From the rows below, pull out every line containing the string "jacket", treating uppercase and lowercase as different. Copy each matching line.

Dataset excerpt:
▬▬▬
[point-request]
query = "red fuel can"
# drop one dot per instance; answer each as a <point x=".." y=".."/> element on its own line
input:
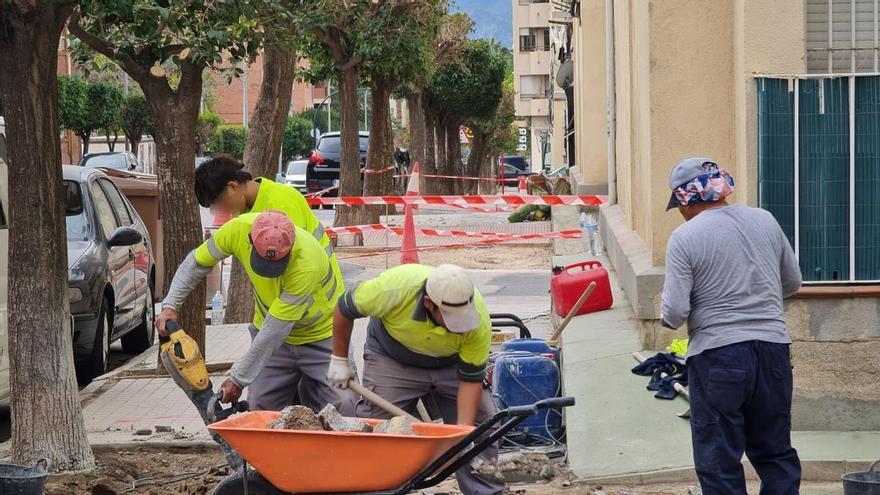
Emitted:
<point x="568" y="283"/>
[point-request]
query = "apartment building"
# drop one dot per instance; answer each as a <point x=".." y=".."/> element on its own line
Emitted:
<point x="540" y="103"/>
<point x="785" y="95"/>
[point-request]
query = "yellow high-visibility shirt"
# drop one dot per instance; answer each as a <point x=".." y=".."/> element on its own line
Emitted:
<point x="396" y="297"/>
<point x="305" y="294"/>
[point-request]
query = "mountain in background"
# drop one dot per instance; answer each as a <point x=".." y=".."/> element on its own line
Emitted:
<point x="492" y="19"/>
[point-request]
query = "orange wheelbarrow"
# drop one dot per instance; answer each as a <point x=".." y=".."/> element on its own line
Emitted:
<point x="304" y="462"/>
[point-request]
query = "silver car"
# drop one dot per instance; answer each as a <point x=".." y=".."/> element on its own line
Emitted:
<point x="296" y="175"/>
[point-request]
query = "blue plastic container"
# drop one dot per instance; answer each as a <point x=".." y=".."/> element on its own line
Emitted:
<point x="523" y="378"/>
<point x="534" y="346"/>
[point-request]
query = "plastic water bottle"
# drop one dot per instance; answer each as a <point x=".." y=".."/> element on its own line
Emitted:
<point x="217" y="309"/>
<point x="585" y="233"/>
<point x="595" y="239"/>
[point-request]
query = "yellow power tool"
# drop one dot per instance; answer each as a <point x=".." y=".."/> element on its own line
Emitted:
<point x="185" y="364"/>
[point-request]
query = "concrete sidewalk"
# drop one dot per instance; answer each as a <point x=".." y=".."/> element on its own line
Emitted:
<point x="619" y="433"/>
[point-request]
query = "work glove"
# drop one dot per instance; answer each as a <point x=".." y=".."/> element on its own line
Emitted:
<point x="340" y="372"/>
<point x="166" y="315"/>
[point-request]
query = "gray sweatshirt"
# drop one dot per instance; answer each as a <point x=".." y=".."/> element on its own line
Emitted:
<point x="727" y="272"/>
<point x="265" y="342"/>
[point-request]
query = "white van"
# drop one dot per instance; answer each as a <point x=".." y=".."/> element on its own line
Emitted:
<point x="4" y="266"/>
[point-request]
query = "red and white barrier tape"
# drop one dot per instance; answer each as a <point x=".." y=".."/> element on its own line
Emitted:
<point x="461" y="200"/>
<point x="460" y="245"/>
<point x="382" y="171"/>
<point x="321" y="193"/>
<point x="457" y="177"/>
<point x="361" y="229"/>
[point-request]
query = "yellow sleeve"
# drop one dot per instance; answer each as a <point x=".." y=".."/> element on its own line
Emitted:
<point x="373" y="298"/>
<point x="297" y="295"/>
<point x="219" y="246"/>
<point x="477" y="345"/>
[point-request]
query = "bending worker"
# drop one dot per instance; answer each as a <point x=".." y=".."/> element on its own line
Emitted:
<point x="429" y="334"/>
<point x="295" y="292"/>
<point x="222" y="183"/>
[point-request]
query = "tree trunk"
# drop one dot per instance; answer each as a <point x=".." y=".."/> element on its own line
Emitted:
<point x="175" y="115"/>
<point x="453" y="156"/>
<point x="475" y="162"/>
<point x="440" y="130"/>
<point x="430" y="165"/>
<point x="350" y="166"/>
<point x="417" y="131"/>
<point x="47" y="419"/>
<point x="261" y="158"/>
<point x="380" y="154"/>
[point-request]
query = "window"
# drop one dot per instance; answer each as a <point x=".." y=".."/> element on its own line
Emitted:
<point x="526" y="40"/>
<point x="534" y="86"/>
<point x="117" y="202"/>
<point x="104" y="211"/>
<point x="819" y="170"/>
<point x="534" y="39"/>
<point x="842" y="36"/>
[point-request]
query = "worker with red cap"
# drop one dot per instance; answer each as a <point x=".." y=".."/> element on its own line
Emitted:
<point x="295" y="293"/>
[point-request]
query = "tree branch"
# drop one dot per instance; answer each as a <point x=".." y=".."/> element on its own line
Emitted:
<point x="136" y="71"/>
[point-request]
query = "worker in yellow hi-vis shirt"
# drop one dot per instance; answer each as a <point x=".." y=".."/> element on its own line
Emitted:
<point x="222" y="183"/>
<point x="295" y="293"/>
<point x="429" y="335"/>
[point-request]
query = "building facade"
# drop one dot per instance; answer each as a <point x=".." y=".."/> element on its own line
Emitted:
<point x="785" y="95"/>
<point x="539" y="103"/>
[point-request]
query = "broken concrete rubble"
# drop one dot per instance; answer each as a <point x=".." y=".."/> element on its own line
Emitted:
<point x="333" y="421"/>
<point x="398" y="425"/>
<point x="296" y="418"/>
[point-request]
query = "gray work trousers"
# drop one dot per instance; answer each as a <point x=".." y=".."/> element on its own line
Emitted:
<point x="297" y="375"/>
<point x="404" y="385"/>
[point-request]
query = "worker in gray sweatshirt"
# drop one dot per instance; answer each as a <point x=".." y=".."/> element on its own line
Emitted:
<point x="728" y="269"/>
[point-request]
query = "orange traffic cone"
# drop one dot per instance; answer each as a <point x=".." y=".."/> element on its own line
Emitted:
<point x="408" y="245"/>
<point x="412" y="187"/>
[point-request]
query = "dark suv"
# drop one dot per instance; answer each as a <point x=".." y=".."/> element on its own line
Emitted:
<point x="323" y="168"/>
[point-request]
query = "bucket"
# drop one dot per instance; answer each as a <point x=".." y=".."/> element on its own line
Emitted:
<point x="862" y="483"/>
<point x="24" y="480"/>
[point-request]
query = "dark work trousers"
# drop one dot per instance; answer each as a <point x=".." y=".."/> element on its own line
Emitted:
<point x="741" y="402"/>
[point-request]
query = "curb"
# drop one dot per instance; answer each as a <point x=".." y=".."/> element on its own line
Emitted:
<point x="812" y="470"/>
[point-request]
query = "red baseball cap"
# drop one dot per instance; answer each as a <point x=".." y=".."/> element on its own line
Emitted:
<point x="272" y="236"/>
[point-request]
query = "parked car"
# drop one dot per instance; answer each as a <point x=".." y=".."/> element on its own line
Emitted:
<point x="518" y="162"/>
<point x="512" y="172"/>
<point x="118" y="160"/>
<point x="4" y="266"/>
<point x="296" y="175"/>
<point x="323" y="167"/>
<point x="111" y="270"/>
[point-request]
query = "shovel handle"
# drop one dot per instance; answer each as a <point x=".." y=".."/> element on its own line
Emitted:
<point x="574" y="309"/>
<point x="379" y="401"/>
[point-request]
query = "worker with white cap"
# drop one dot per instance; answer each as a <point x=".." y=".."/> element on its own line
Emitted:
<point x="295" y="291"/>
<point x="429" y="335"/>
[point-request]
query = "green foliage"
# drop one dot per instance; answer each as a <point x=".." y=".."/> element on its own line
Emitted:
<point x="297" y="140"/>
<point x="193" y="33"/>
<point x="472" y="87"/>
<point x="136" y="120"/>
<point x="72" y="93"/>
<point x="105" y="106"/>
<point x="87" y="107"/>
<point x="206" y="129"/>
<point x="229" y="139"/>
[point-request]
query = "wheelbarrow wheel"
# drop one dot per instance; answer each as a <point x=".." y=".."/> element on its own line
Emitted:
<point x="257" y="485"/>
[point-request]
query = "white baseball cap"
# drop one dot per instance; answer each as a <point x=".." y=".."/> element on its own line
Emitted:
<point x="452" y="291"/>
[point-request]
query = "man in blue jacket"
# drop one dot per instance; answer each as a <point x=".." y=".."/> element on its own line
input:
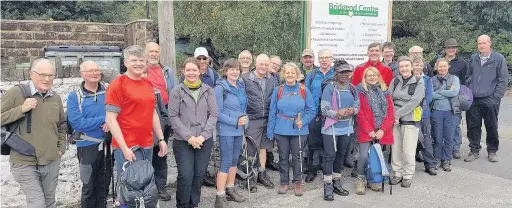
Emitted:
<point x="314" y="81"/>
<point x="86" y="114"/>
<point x="488" y="79"/>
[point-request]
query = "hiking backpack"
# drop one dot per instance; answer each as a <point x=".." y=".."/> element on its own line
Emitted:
<point x="377" y="169"/>
<point x="136" y="185"/>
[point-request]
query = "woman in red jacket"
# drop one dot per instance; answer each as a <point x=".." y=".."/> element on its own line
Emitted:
<point x="374" y="120"/>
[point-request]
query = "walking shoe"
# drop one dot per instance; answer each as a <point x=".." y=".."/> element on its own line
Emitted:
<point x="406" y="183"/>
<point x="492" y="157"/>
<point x="271" y="164"/>
<point x="328" y="189"/>
<point x="297" y="188"/>
<point x="221" y="202"/>
<point x="431" y="171"/>
<point x="282" y="189"/>
<point x="264" y="180"/>
<point x="395" y="180"/>
<point x="375" y="186"/>
<point x="471" y="156"/>
<point x="163" y="195"/>
<point x="446" y="166"/>
<point x="456" y="155"/>
<point x="360" y="185"/>
<point x="338" y="189"/>
<point x="313" y="172"/>
<point x="232" y="195"/>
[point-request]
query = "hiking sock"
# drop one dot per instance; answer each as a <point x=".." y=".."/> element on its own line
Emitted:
<point x="328" y="179"/>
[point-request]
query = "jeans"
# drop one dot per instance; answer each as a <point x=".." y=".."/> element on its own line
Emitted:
<point x="457" y="138"/>
<point x="94" y="176"/>
<point x="191" y="164"/>
<point x="426" y="146"/>
<point x="230" y="148"/>
<point x="443" y="126"/>
<point x="333" y="160"/>
<point x="487" y="109"/>
<point x="286" y="145"/>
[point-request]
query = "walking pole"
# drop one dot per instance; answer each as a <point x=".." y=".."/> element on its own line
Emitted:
<point x="300" y="152"/>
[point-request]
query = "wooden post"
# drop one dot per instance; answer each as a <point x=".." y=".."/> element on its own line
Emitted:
<point x="166" y="35"/>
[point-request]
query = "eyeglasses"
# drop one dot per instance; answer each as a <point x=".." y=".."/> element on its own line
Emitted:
<point x="44" y="76"/>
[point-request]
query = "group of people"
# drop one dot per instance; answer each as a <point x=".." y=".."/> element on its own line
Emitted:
<point x="329" y="114"/>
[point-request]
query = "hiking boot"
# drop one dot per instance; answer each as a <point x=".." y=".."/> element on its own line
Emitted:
<point x="431" y="171"/>
<point x="297" y="188"/>
<point x="492" y="157"/>
<point x="456" y="155"/>
<point x="471" y="156"/>
<point x="282" y="189"/>
<point x="406" y="183"/>
<point x="271" y="164"/>
<point x="338" y="189"/>
<point x="395" y="180"/>
<point x="221" y="201"/>
<point x="375" y="187"/>
<point x="328" y="189"/>
<point x="264" y="180"/>
<point x="360" y="186"/>
<point x="313" y="172"/>
<point x="232" y="195"/>
<point x="163" y="195"/>
<point x="446" y="166"/>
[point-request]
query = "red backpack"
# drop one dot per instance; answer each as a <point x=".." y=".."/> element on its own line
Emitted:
<point x="302" y="91"/>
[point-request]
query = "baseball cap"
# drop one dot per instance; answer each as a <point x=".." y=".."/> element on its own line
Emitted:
<point x="308" y="52"/>
<point x="201" y="51"/>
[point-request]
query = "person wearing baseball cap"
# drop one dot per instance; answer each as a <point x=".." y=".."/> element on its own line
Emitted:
<point x="458" y="67"/>
<point x="208" y="75"/>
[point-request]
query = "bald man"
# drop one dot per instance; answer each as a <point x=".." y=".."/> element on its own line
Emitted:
<point x="86" y="116"/>
<point x="39" y="112"/>
<point x="259" y="85"/>
<point x="487" y="77"/>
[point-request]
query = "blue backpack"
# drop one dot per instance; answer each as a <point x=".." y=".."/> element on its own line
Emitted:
<point x="377" y="170"/>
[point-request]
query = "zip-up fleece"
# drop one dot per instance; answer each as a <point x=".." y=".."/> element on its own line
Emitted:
<point x="258" y="102"/>
<point x="48" y="132"/>
<point x="230" y="108"/>
<point x="403" y="102"/>
<point x="489" y="79"/>
<point x="283" y="112"/>
<point x="189" y="118"/>
<point x="92" y="117"/>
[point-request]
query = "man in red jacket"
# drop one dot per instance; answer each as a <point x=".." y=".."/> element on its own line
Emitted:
<point x="374" y="53"/>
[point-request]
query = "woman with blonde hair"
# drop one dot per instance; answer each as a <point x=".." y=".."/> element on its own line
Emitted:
<point x="374" y="121"/>
<point x="291" y="110"/>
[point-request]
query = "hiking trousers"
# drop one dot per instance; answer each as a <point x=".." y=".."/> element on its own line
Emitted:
<point x="38" y="183"/>
<point x="487" y="109"/>
<point x="289" y="145"/>
<point x="94" y="177"/>
<point x="403" y="151"/>
<point x="191" y="164"/>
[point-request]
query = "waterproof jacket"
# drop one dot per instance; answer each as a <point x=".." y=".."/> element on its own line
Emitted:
<point x="403" y="102"/>
<point x="231" y="103"/>
<point x="446" y="99"/>
<point x="385" y="72"/>
<point x="284" y="111"/>
<point x="458" y="67"/>
<point x="365" y="119"/>
<point x="48" y="129"/>
<point x="489" y="79"/>
<point x="92" y="117"/>
<point x="258" y="101"/>
<point x="189" y="118"/>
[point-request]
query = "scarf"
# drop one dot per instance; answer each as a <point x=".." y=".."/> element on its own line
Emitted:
<point x="192" y="86"/>
<point x="378" y="104"/>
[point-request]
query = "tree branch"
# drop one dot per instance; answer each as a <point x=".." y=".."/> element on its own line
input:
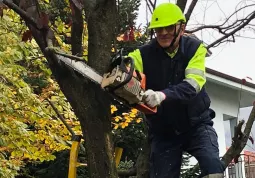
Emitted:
<point x="190" y="10"/>
<point x="77" y="28"/>
<point x="21" y="12"/>
<point x="247" y="21"/>
<point x="182" y="4"/>
<point x="61" y="117"/>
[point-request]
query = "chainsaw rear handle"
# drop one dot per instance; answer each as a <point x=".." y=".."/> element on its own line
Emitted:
<point x="125" y="61"/>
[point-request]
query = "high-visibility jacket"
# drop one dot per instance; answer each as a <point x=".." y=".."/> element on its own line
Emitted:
<point x="181" y="77"/>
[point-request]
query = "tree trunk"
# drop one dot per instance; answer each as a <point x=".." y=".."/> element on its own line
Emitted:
<point x="89" y="102"/>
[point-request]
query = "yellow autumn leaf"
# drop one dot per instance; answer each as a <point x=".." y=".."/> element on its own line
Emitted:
<point x="133" y="110"/>
<point x="138" y="120"/>
<point x="132" y="115"/>
<point x="113" y="109"/>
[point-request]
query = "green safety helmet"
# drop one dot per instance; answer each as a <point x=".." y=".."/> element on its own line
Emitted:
<point x="166" y="14"/>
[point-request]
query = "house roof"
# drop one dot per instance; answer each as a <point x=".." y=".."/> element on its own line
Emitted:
<point x="230" y="78"/>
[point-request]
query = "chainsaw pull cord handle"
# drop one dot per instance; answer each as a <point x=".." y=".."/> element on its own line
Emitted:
<point x="123" y="66"/>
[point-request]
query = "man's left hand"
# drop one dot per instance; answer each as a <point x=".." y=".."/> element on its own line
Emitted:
<point x="153" y="98"/>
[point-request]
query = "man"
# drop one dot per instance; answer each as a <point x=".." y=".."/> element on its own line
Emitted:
<point x="174" y="66"/>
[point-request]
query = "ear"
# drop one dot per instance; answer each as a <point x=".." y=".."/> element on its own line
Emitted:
<point x="183" y="26"/>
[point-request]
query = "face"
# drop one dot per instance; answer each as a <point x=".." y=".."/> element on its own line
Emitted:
<point x="165" y="35"/>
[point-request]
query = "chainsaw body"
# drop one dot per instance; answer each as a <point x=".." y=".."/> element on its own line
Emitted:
<point x="127" y="84"/>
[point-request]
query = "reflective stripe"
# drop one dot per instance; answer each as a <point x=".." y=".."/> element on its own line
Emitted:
<point x="218" y="175"/>
<point x="193" y="83"/>
<point x="195" y="71"/>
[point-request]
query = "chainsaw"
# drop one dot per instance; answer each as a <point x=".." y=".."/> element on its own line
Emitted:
<point x="122" y="81"/>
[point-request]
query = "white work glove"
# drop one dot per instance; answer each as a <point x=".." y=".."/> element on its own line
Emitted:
<point x="153" y="98"/>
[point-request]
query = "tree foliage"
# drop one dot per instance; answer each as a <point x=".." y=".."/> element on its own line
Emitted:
<point x="30" y="74"/>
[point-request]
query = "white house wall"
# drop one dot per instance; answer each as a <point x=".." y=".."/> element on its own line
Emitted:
<point x="224" y="100"/>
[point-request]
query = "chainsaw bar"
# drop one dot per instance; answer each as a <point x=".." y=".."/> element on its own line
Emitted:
<point x="82" y="68"/>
▬▬▬
FINAL ANSWER
query = "man in blue jacket"
query = "woman in red jacket"
query = "man in red jacket"
query = "waterproof jacket"
query = "high-visibility jacket"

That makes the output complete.